Hiding From The Badger

Many people I speak to have never seen a live badger. Their only view of a badger is likely to have been deceased by the side of the road; and that’s no one’s favourite wildlife sighting. Aside from running across the farm road, I myself had never seen a live badger until only a few years ago. I was in Northern Ireland doing some gull surveys and the accommodation my colleague and I were staying in advertised a hide nearby that could provide good badger views in the evenings, if you were lucky. It was a bit of a no brainer.

The hide looked out into a large thicket of young trees a small distance away. We were pretty comfortable with a flask of tea to keep us toasty so sitting around for a couple of hours, if required, wasn’t going to be a problem. Within 30 minutes, we had excitement. Something was moving off to our left. A tall area of grass was quaking as it’s inhabitant moved closer towards us. A snuffling noise suddenly became very evident. Surely this was a badger rooting around for worms. After an agonising minute or two it crashed through the grass and came into full view. It of course, not being a badger, but a rabbit. Cute, but no cigar. After waiting for a further 90 minutes, at around dusk time; movement in the trees! Hearts racing we leaned forward to peer at the muffled grey shape that was moving slowly behind the trees. Undeniably, a badger.

====

> Stated exercise 1:
Answer these questions about the badger account above:
(a) In what place was the writer doing gull surveys?
(b) What animal came out of the tall grass instead of a badger?
(c) How much longer did the pair wait after that before movement appeared in the trees?

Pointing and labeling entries
====

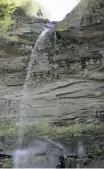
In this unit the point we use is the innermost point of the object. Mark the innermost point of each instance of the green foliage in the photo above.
(6, 9)
(6, 163)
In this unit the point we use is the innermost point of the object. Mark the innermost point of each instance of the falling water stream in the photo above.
(23, 157)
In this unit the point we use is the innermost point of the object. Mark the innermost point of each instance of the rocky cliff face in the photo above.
(67, 79)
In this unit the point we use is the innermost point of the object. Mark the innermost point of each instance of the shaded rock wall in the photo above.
(66, 83)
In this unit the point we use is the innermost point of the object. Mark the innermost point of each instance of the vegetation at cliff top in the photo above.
(7, 7)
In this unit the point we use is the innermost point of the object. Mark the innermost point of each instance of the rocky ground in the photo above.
(66, 85)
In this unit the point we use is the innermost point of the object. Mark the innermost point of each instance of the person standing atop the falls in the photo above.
(39, 14)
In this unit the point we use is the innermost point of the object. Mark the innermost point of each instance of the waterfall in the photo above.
(23, 157)
(22, 122)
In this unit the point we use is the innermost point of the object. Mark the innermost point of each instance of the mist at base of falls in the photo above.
(24, 157)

====

> Stated exercise 2:
Select and copy every line of the entries above that contains the string "person". Case counts.

> Exercise answer 1:
(a) Northern Ireland
(b) A rabbit
(c) A further 90 minutes

> Exercise answer 2:
In this unit the point we use is the innermost point of the object. Mark the innermost point of each instance of the person standing atop the falls in the photo above.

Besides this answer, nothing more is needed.